[What is being asked]:
Move every line, from the one containing "- **Query**: white cloud" down through the final line of the collection entries, both included, into your reply, adding 77 to each coordinate in the answers.

(Collection entries)
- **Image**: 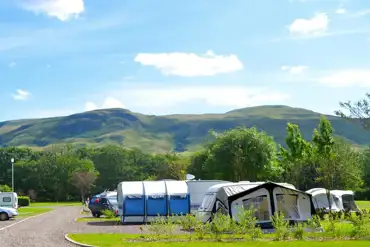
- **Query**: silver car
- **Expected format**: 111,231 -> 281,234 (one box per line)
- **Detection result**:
0,207 -> 18,221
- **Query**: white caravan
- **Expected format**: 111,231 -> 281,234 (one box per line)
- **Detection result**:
306,188 -> 359,212
186,180 -> 230,214
0,192 -> 18,208
197,182 -> 315,228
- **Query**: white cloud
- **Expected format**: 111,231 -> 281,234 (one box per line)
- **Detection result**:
318,69 -> 370,87
134,51 -> 243,77
112,85 -> 289,110
12,89 -> 31,100
21,0 -> 85,21
353,9 -> 370,18
85,97 -> 126,111
8,62 -> 17,68
281,65 -> 308,74
335,8 -> 347,15
288,13 -> 329,36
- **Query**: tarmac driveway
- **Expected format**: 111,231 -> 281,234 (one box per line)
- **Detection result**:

[Reply]:
- **Query**: white cloud
- **Expected format**: 111,231 -> 281,234 (one box per line)
- **Detection result**:
395,146 -> 447,164
211,128 -> 320,154
189,162 -> 366,187
89,166 -> 108,177
98,77 -> 162,98
430,86 -> 447,95
162,174 -> 203,188
85,139 -> 94,145
358,142 -> 385,151
412,85 -> 424,92
365,90 -> 406,113
- **Query**: tarmac driveway
- **Expected format**: 111,231 -> 281,234 (one box per line)
- **Detection result**:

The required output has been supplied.